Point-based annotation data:

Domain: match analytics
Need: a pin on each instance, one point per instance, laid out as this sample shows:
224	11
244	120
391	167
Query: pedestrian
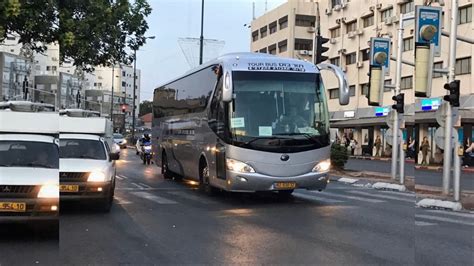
425	148
378	146
468	159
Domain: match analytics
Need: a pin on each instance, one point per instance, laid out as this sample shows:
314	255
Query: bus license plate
68	188
12	207
285	185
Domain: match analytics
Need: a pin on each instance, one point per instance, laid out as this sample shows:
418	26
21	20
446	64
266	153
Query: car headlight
238	166
322	166
49	191
96	177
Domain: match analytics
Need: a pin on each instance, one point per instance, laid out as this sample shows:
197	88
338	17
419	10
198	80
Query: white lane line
443	219
420	223
144	185
350	197
189	196
122	201
157	199
137	185
316	198
458	214
382	196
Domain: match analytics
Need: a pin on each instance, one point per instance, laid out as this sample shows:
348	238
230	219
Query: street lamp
134	88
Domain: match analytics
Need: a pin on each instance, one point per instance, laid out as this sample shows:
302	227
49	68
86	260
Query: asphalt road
156	221
422	177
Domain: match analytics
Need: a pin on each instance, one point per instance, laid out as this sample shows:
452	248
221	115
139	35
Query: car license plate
285	185
12	207
68	188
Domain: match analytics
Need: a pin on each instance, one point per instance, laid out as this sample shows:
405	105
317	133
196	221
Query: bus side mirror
227	87
341	78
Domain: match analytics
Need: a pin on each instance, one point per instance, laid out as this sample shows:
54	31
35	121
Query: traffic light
400	103
453	87
376	82
320	49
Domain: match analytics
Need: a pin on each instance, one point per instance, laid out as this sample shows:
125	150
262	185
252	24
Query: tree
90	32
146	107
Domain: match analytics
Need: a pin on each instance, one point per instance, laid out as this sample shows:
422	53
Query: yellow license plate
285	185
68	188
12	207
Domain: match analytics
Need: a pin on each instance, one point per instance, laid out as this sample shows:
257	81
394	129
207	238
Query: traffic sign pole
449	121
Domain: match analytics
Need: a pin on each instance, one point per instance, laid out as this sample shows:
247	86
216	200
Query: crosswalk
134	192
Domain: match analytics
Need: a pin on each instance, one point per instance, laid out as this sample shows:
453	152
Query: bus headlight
322	166
96	177
49	191
238	166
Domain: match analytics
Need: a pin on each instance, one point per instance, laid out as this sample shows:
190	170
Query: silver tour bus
246	122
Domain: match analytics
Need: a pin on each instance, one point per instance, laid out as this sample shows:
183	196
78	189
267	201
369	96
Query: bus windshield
278	105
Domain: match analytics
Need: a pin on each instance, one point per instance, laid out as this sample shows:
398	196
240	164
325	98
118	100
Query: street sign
390	119
428	26
441	114
430	104
380	53
439	137
389	136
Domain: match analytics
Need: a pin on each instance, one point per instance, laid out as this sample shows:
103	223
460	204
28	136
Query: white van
87	159
29	162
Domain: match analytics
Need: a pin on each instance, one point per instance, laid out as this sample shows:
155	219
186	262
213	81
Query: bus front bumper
252	182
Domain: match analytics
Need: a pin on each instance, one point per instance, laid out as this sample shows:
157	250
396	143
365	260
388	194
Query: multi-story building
350	25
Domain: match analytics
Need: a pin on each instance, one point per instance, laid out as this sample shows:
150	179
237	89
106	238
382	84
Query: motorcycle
146	153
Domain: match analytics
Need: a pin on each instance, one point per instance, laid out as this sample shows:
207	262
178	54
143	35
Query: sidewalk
422	191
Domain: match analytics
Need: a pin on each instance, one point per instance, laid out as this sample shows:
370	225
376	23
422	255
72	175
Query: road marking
122	201
350	197
188	195
157	199
137	185
420	223
443	219
459	214
382	196
144	185
316	198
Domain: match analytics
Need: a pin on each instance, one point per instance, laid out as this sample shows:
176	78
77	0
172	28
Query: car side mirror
114	156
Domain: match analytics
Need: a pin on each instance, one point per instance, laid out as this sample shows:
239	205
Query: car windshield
29	154
290	106
81	149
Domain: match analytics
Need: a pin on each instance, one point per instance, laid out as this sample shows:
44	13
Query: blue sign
381	111
427	15
430	104
380	45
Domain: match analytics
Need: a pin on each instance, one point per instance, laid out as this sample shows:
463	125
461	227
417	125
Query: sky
161	59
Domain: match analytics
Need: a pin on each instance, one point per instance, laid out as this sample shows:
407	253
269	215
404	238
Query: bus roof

▶ _EXERCISE_
Omit any images, then output the listing exactly.

▶ _ANSWER TO THE EXERCISE_
Domain: match analytics
Need: a pin on each instance, one point per instance, laid out as this sample shows:
224	11
244	120
391	167
Query: pedestrian
425	148
378	146
468	159
Domain: match analytics
Need: a pin on each instance, one point per instance, laid out as this sample shows:
314	255
Query: bus license plate
68	188
12	207
285	185
Domain: match analytics
Need: a pin on each instance, one point per instance, laid out as this sample shows:
418	26
21	20
446	64
266	153
Query: car headlight
238	166
322	166
49	191
96	177
Domain: match analytics
Need: a pin on each instance, one point per instance, laid out as this sample shows:
197	88
338	17
419	10
198	80
Query: white lane line
443	219
420	223
144	185
350	197
189	196
122	201
157	199
137	185
316	198
458	214
382	196
Domain: match analytics
Need: a pin on each instance, one point per instance, laid out as this sample shows:
348	238
230	219
Query: street lamp
134	88
Domain: match analytics
Need: a pin on each instance, one point per instance, laid out as this sample shows:
302	227
49	68
86	260
Query: asphalt road
156	221
422	177
Domain: match analytics
Need: a pin on each instance, one point per instance, laid out as this sample shows:
452	248
221	115
139	35
Query: car license plate
285	185
12	207
68	188
Domain: match analytics
Need: a pin on each instance, one point per instance, laid out as this sample shows:
405	105
317	133
196	221
Query: bus side mirror
227	87
341	78
Domain: match analytics
Need: a pin on each instance, one point per instance, laid out as this sample shows:
54	31
35	121
Query: traffic light
400	103
453	87
376	82
320	49
Domain: match analytics
Need: a pin on each instance, one point per instance, laid out as this sample shows:
125	150
262	185
252	24
Query: tree
90	32
146	107
Domain: match analytics
Need: a pin on each instance, one point per instance, laid out as this sample shows:
422	53
Query: yellow license plate
285	185
68	188
12	207
Domain: match analytics
Need: a pin on each instance, one point per instance, laid out as this sample shows:
257	81
394	129
207	238
Query: traffic sign pole
449	121
Domain: match analytics
Need: a pin on each instance, one point per instance, laid out as this sample shows:
247	86
216	200
Query: crosswalk
134	192
Domain: match analytics
Need: a pin on each instance, one point per instance, laid out as this sample shows:
453	152
Query: bus headlight
322	166
96	177
49	191
238	166
Domain: match analytics
Need: a pin on each instance, one point per instance, laid out as this sample shows:
190	170
Query: silver tour bus
246	122
Domain: match analytics
Need: a pin on each instance, one point per instance, laid out as this sample shows:
183	196
78	189
267	201
369	96
Query: bus windshield
278	105
Domain: match analytics
Need: a pin on each instance, one point per instance, laid out as this sample shows:
398	196
240	164
325	98
118	100
Query: street sign
390	119
428	26
441	114
430	104
380	53
439	137
389	136
Domain: match analytics
Need: a pin on each instance, one point per instance, laid out as this sample shows:
103	223
460	204
28	136
Query: white van
87	159
29	162
Domain: match analytics
Need: a pin on each instance, one point per instance, laid out as this sample shows:
155	219
186	262
213	81
Query: bus front bumper
252	182
Domain: match analytics
Need: a pin on each instance, one point per instance, laid out as this sample shows:
157	250
396	143
365	260
388	194
Query: multi-story building
350	25
Domain: match analytics
Need: a pin on each instance, one point per instance, laid out as this sample shows:
150	179
237	89
106	238
382	84
Query: motorcycle
146	153
Domain: match analytics
Need: a pin on each instance, one point per instance, laid out as this sample shows:
207	262
178	54
143	35
Query: sidewalk
422	191
Domain: match analytics
Need: a pin on each instance, one point per instance, laid out as this sample shows:
370	225
376	23
422	255
72	175
Query: road marking
122	201
350	197
188	195
157	199
137	185
420	223
443	219
459	214
382	196
144	185
316	198
Domain: match analytics
Need: a pin on each instance, one point per instance, laid out as this sample shows:
176	78
77	0
172	28
Query: car side mirror
114	156
Domain: match analytics
Need: a pin on each instance, one point per instance, laid out as this sample shows:
239	205
Query: car windshield
29	154
290	106
81	149
Domain: match analytics
Need: a pin on each instance, one point per instance, laid out as this sample shows:
44	13
Query: blue sign
381	111
427	15
430	104
380	45
Domain: match analytics
Need: a pin on each instance, one point per instance, laid out as this sample shows:
463	125
461	227
417	125
Query: sky
161	59
Domain: match analytics
Need: a pin on each instance, one point per instance, laid out as this sample shows:
407	253
269	215
404	238
Query: bus roof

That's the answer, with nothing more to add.